◆ Document segment ◆
Public university in Minsk, Belarus

Maksim Tank Belarusian State Pedagogical University also known as BSPU (Беларускі дзяржаўны педагагічны ўніверсітэт імя Максіма Танка) is a university in Minsk, Belarus. It specialises in teacher training of mathematics, chemistry, physics, psychology, geography, history, languages and others for primary and secondary schools.

==History==
Minsk State Pedagogical University (first name - Minsk Teachers Institute) admitted his first students in 1914.
For a long period the institution was reorganised into a pedagogical department of Belarusian State University. After being a part of another university for ten years the Decree of the Ministry of People's Commissars of the BSSR proclaimed the Pedagogical Department of Belarusian State University an independent Belarusian State Pedagogical higher institution named after the Soviet author Maxim Gorky in 1936.

◆ Information provided ◆
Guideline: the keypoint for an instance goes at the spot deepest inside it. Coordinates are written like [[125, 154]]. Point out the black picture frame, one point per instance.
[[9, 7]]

◆ Task item A ◆
Repeat word for word the stretch of the BSPU text from "Maksim Tank Belarusian" through "students in 1914.".
◆ Task item B ◆
According to the BSPU text, what made the Pedagogical Department of Belarusian State University an independent institution in 1936?

◆ Task result A ◆
Maksim Tank Belarusian State Pedagogical University also known as BSPU (Беларускі дзяржаўны педагагічны ўніверсітэт імя Максіма Танка) is a university in Minsk, Belarus. It specialises in teacher training of mathematics, chemistry, physics, psychology, geography, history, languages and others for primary and secondary schools.

==History==
Minsk State Pedagogical University (first name - Minsk Teachers Institute) admitted his first students in 1914.

◆ Task result B ◆
A Decree of the Ministry of People's Commissars of the BSSR proclaimed the department an independent Belarusian State Pedagogical higher institution. This came after it had been part of another university for ten years.